- **WHAT THIS EXERCISE ASKS**
- a) Reproduce the passage of the essay on daily reflection starting at "Maybe you have" and ending at "of quiet reflection.".
- b) For each statement below, state whether it agrees with the essay on daily reflection, answering yes or no and quoting the words of the essay that decide it. (i) The writer regards the present moment of quiet reflection as another opportunity. (ii) The writer likens each day's opportunities to an expectant kitten. (iii) The writer holds that living in the recent past is no longer living in the past.

- **DOCUMENT EXTRACT**
◇ ◇ ◇ ◇ ◇ ◇ ◇

Earl R. Smith II, PhD
DrSmith@Dr-Smith.com
Dr-Smith.com
I often think about the day that has just passed – in the evening as I sit in the quiet and remember things that have recently passed. It is during those times that I come closest to understanding what it means to live in time – a time that keeps on passing with or without my permission. We all have this experience because we can’t avoid it. Life itself is the experience of passing days – and months – and years. It is during these quiet times that the memory of what was – what might have been – and the irrevocable loss comes to mind. And the immediacy of ‘now’ takes a back seat to a time of reflection.
Each day brings untold opportunities – to learn – to be kind – to understand – to connect with others. Each presents itself like an expectant puppy – eager for attention and wanting so much to find a world in which it is accepted and cherished. And I find myself – in those quiet hours – wondering why I sent this puppy away – why I didn’t realize that this other one was there at all.
Maybe you have had similar experiences. The people that you meet – the chances you are given – the gifts they bring to you – represent the country of living – the true reason to be alive. Wealth is there all the time – incredible richness flows all around you – it is a matter of recognizing and accepting the opportunity to take part.
But there is most surely a trap in such memories. Living in the recent past is still living in the past. When I find myself thinking about such things and wondering about lost opportunities, I take a breath and remind myself that this moment – this noticeably quiet time – is yet another opportunity – and that the present is the place to be living – even in these moments of quiet reflection.
Each day begins with opportunities to do something that you can be proud of – to touch another fellow human being – to understand their concerns and needs – to contribute to their lives – ease their pain – help them understand and cope – and let them teach you to understand. The afterglow of a day well spent is in the presence of those opportunities that were well used – a cause for reflection on the wonder that ‘I really did that and made a difference’ – ‘the world is a different place because I lived through this day in this way’.
When I am living in the present I reach out to people – extend a hand – try hard to understand the world as they find it and the life that they are experiencing. It is not so different than mine. But the details make all the difference. At the end of a particularly good day, I end up feeling that I have lived several lives through several days. Several lives through several days – and all in the same twenty-four hours!

◇ ◇ ◇ ◇ ◇ ◇ ◇

- **PROVIDED DATA**

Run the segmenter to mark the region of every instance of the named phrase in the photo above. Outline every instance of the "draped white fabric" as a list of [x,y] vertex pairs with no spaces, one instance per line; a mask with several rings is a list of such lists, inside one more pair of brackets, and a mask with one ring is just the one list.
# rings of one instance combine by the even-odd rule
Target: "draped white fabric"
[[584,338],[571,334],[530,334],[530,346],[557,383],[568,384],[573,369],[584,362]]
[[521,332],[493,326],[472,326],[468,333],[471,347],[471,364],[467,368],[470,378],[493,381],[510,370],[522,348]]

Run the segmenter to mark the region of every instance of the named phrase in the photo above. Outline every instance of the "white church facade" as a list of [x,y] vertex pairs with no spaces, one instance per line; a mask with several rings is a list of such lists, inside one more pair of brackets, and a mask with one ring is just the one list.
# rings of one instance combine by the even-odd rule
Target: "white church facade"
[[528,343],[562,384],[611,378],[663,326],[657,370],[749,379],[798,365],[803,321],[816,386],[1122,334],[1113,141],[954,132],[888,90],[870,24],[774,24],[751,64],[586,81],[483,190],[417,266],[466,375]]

◇ ◇ ◇ ◇ ◇ ◇ ◇

- **EXERCISE ANSWERS**
- a)
Maybe you have had similar experiences. The people that you meet – the chances you are given – the gifts they bring to you – represent the country of living – the true reason to be alive. Wealth is there all the time – incredible richness flows all around you – it is a matter of recognizing and accepting the opportunity to take part.
But there is most surely a trap in such memories. Living in the recent past is still living in the past. When I find myself thinking about such things and wondering about lost opportunities, I take a breath and remind myself that this moment – this noticeably quiet time – is yet another opportunity – and that the present is the place to be living – even in these moments of quiet reflection.

- b)
(i) Yes: "this moment – this noticeably quiet time – is yet another opportunity"
(ii) No: "Each presents itself like an expectant puppy"
(iii) No: "Living in the recent past is still living in the past."